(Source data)
[BEGIN]
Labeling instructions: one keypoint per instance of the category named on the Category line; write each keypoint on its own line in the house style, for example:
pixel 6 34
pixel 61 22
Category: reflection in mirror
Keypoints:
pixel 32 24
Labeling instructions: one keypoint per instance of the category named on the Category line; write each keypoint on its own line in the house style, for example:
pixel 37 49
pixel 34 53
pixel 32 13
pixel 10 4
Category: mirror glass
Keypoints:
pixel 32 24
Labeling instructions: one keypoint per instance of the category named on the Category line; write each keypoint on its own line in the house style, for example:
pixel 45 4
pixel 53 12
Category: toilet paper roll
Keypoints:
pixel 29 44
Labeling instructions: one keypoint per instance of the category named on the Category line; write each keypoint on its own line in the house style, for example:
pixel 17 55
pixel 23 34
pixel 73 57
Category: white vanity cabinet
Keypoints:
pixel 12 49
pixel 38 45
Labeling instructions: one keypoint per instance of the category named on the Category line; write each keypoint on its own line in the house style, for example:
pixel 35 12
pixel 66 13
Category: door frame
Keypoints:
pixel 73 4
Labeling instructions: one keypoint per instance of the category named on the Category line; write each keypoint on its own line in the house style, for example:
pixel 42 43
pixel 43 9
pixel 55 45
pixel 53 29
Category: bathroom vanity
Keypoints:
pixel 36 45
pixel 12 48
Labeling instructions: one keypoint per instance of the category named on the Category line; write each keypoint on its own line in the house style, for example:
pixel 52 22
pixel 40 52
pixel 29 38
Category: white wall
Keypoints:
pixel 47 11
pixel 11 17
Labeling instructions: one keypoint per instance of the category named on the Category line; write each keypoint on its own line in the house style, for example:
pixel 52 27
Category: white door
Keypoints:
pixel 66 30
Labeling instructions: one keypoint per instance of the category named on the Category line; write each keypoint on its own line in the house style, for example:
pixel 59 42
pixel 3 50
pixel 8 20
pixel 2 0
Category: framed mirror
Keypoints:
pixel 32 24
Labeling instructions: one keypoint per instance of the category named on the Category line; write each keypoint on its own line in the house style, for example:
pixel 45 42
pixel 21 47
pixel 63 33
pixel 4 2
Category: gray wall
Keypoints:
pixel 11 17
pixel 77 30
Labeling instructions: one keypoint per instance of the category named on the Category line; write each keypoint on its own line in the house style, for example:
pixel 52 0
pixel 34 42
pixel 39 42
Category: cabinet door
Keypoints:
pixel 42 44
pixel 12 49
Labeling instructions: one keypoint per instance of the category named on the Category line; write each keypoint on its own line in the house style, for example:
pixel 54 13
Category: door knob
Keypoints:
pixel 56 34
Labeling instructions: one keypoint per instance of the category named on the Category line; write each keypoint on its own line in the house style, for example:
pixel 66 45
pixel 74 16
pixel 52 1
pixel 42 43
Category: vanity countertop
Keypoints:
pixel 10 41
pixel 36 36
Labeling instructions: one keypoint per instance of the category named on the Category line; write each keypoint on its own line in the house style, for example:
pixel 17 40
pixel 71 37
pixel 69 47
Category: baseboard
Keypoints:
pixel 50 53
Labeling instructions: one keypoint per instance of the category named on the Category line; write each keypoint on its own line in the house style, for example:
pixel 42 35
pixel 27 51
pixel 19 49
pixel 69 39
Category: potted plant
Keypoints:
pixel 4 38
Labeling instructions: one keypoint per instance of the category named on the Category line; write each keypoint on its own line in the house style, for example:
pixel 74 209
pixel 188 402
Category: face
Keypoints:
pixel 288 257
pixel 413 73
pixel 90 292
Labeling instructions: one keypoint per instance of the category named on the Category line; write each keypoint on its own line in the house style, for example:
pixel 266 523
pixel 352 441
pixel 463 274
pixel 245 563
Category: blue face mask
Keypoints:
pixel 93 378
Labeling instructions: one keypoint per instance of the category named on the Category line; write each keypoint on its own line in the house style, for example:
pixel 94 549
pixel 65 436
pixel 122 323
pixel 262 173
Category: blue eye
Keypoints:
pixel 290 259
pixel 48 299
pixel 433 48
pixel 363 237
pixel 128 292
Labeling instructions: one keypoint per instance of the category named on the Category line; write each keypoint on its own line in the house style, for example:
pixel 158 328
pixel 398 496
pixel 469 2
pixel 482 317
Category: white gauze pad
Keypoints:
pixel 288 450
[END]
## Exercise objective
Report how many lines in the items above contain the word "blue". Give only the number.

## Final result
2